What you will do
A: In the bug-thread comments, why does the fix go into Editor::selectedText() rather than only into MarkupAccumulator?
B: Carry the bug-thread comments on past their final line.

Comment 14 Ryosuke Niwa 2011-01-13 15:07:55 PST
(In reply to comment #13)
> (In reply to comment #12)
> > Created an attachment (id=78856) [details] [details]
> > Patch
> 
> I talked to Ryosuke offline and the code for putting plain text on the clipboard doesn't go through MarkupAccumulator, it goes thorough Editor::selectedText().  Adding the code there fixes Chromium Linux, but I need to do some more testing on a Windows machine to see if we need to make a similar fix in MarkupAccumulator (for the rich text case).

Per discussion in person, Tony doesn't have access to a Windows machine, so I'll build & test his patch on my Windows machine.
Comment 15 Ryosuke Niwa 2011-01-13 19:27:51 PST
(In reply to comment #14)
> Per discussion in person, Tony doesn't have access to a Windows machine, so I'll build & test his patch on my Windows machine.

I confirmed that the bug does not produce on Windows with Tony's patch.
Comment 16 Ryosuke Niwa 2011-01-13 19:39:03 PST
Comment on attachment 78856 [details]
Patch

View in context: https://bugs.webkit.org/attachment.cgi?id=78856&action=review

r=me provided the answers to the following two questions are both yes.

Recorded data

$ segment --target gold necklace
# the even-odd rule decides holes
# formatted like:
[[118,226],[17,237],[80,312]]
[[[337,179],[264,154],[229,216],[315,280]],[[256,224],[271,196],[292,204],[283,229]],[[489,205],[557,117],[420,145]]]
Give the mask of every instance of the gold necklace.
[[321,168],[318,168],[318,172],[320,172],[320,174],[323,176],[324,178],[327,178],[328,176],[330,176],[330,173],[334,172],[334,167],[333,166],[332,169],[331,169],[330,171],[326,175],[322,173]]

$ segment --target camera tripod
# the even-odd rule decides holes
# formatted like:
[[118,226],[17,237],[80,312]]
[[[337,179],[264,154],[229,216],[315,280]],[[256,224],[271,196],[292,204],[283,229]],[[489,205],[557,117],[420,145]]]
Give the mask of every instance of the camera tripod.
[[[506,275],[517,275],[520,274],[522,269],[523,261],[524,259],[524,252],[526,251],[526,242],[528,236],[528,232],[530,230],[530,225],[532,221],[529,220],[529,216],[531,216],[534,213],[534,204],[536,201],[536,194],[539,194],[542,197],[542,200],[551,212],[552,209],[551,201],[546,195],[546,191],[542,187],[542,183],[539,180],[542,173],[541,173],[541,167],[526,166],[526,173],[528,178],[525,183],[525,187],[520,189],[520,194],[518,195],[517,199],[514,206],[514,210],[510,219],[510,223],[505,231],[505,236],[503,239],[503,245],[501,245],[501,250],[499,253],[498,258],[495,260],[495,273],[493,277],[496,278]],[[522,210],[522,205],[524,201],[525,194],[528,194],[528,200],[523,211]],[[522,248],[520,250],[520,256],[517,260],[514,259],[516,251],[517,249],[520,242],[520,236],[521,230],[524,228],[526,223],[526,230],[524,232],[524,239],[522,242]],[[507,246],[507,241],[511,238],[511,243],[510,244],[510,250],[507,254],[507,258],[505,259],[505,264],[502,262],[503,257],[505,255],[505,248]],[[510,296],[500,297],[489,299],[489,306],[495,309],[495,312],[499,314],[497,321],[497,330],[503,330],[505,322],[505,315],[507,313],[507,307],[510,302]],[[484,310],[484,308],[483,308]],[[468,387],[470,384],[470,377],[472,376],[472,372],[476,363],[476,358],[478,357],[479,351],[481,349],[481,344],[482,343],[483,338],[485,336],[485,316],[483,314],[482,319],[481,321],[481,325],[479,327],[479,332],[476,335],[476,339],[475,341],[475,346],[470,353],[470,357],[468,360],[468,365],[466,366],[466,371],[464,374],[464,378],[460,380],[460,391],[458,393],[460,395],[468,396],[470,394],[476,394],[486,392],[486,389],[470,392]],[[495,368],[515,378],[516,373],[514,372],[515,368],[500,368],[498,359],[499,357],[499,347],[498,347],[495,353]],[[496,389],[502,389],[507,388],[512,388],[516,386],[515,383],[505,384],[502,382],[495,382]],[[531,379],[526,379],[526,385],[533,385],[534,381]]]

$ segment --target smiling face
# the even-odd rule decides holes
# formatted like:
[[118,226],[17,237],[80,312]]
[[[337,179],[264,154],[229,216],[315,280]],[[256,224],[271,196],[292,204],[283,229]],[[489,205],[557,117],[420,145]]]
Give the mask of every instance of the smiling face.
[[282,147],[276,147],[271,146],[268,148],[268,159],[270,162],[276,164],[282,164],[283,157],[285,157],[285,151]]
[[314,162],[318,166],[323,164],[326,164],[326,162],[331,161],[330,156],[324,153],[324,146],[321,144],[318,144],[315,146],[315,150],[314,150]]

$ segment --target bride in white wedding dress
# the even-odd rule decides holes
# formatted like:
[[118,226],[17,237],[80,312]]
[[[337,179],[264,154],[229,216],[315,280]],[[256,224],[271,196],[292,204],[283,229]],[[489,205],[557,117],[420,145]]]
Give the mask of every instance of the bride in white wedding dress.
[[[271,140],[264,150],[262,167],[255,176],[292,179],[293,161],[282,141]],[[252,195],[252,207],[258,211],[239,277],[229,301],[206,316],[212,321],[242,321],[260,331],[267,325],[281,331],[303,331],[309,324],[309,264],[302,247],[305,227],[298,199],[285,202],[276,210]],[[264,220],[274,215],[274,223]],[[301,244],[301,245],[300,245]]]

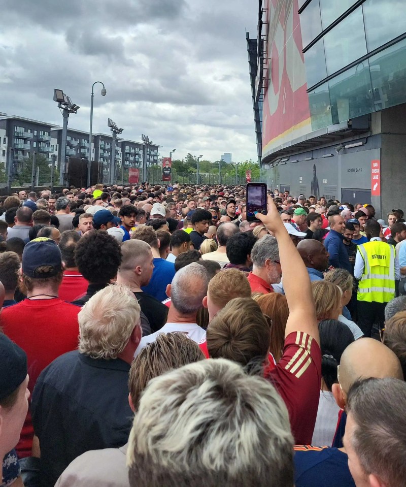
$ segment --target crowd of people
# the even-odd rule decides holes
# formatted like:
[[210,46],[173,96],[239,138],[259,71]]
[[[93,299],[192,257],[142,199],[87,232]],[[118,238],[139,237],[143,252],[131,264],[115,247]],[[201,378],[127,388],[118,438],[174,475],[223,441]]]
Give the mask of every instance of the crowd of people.
[[244,186],[0,197],[9,487],[403,487],[406,223]]

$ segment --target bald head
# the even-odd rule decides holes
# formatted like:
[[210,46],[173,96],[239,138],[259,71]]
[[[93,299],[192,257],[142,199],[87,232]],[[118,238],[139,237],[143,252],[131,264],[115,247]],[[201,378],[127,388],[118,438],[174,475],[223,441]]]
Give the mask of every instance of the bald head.
[[151,246],[143,240],[127,240],[121,246],[123,257],[118,273],[133,271],[139,265],[147,262],[151,254]]
[[341,356],[340,383],[347,395],[359,379],[392,377],[403,380],[400,363],[383,343],[373,338],[361,338],[349,345]]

Exercise responses
A: The code that puts plain text on the clipboard goes through Editor::selectedText(), not through MarkupAccumulator. Adding the code there fixes Chromium Linux. Testing on a Windows machine was still needed to see whether MarkupAccumulator needs a similar fix for the rich text case.

B:
> LayoutTests/editing/pasteboard/copy-null-characters.html:27
> +    var source = document.getElementById("source");
> +    var textWithNull = "Copy\0 paste me";
> +    source.textContent = textWithNull;
> +    sel.setPosition(source, 0);
> +    document.execCommand("SelectAll");
> +    document.execCommand("Copy");
> +    // Remove the source text so we don't end up with a null character in the
> +    // expected output file.
> +    source.parentNode.removeChild(source);
> +
> +    var destinationRichText = document.getElementById("destination-rich-text");
> +    sel.setPosition(destinationRichText, 0);
> +    document.execCommand("Paste");
> +
> +    var destinationPlainText = document.getElementById("destination-plain-text");
> +    destinationPlainText.focus();
> +    document.execCommand("Paste");

Could you also add a test case where the copied contents are richly formatted?

> Source/WebCore/platform/mac/PasteboardMac.mm:194
> -        String text = selectedRange->text();
> +        String text = frame->editor()->selectedText();

If I'm understanding this right, you'd expect expect Range::text() to include null char because it's a DOM API. Am I right?
Comment 17 Tony Chang 2011-01-14 14:35:09 PST
Created attachment 79001 [details]
Patch for landing
Comment 18 Tony Chang 2011-01-14 14:36:36 PST
(In reply to comment #16)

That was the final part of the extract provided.